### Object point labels
###
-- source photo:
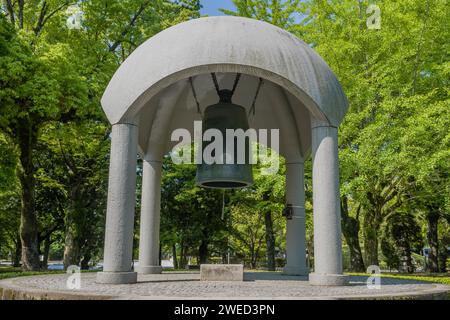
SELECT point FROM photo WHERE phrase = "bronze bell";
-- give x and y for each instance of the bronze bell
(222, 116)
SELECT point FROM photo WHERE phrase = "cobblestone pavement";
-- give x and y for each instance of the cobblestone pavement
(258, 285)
###
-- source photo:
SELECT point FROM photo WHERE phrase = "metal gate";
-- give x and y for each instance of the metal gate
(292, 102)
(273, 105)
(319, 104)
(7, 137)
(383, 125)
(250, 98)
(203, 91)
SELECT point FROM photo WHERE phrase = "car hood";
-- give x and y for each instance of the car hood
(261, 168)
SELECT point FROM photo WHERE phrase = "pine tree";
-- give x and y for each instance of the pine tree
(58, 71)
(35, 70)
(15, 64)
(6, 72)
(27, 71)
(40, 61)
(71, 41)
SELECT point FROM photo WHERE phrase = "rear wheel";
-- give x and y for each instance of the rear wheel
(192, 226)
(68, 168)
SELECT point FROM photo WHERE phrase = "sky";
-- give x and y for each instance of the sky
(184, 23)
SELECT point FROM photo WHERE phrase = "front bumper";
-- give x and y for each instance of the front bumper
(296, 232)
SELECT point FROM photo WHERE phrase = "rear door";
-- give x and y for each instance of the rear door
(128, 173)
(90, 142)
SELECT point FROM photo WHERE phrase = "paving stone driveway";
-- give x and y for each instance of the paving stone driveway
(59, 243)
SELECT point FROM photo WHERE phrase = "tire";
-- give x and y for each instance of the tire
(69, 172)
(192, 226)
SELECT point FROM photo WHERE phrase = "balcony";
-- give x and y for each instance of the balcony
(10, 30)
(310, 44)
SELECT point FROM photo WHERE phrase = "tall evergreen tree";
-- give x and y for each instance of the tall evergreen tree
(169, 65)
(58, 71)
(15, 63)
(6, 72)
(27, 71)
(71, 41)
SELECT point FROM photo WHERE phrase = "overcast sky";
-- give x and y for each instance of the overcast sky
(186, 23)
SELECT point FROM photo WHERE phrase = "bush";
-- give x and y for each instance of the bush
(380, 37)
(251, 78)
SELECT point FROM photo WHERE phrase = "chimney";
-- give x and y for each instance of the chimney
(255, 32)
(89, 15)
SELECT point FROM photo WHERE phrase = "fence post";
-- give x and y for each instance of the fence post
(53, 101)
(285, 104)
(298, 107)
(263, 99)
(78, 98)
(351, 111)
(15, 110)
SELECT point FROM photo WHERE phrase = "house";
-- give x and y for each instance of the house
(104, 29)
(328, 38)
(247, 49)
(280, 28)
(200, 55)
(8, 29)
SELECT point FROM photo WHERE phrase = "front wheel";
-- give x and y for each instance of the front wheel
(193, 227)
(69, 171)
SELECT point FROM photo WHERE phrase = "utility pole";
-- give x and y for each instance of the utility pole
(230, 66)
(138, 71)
###
List each line of the material that contains the string "hood", one per line.

SELECT point FROM photo WHERE phrase = "car hood";
-- give x and y for each instance of the car hood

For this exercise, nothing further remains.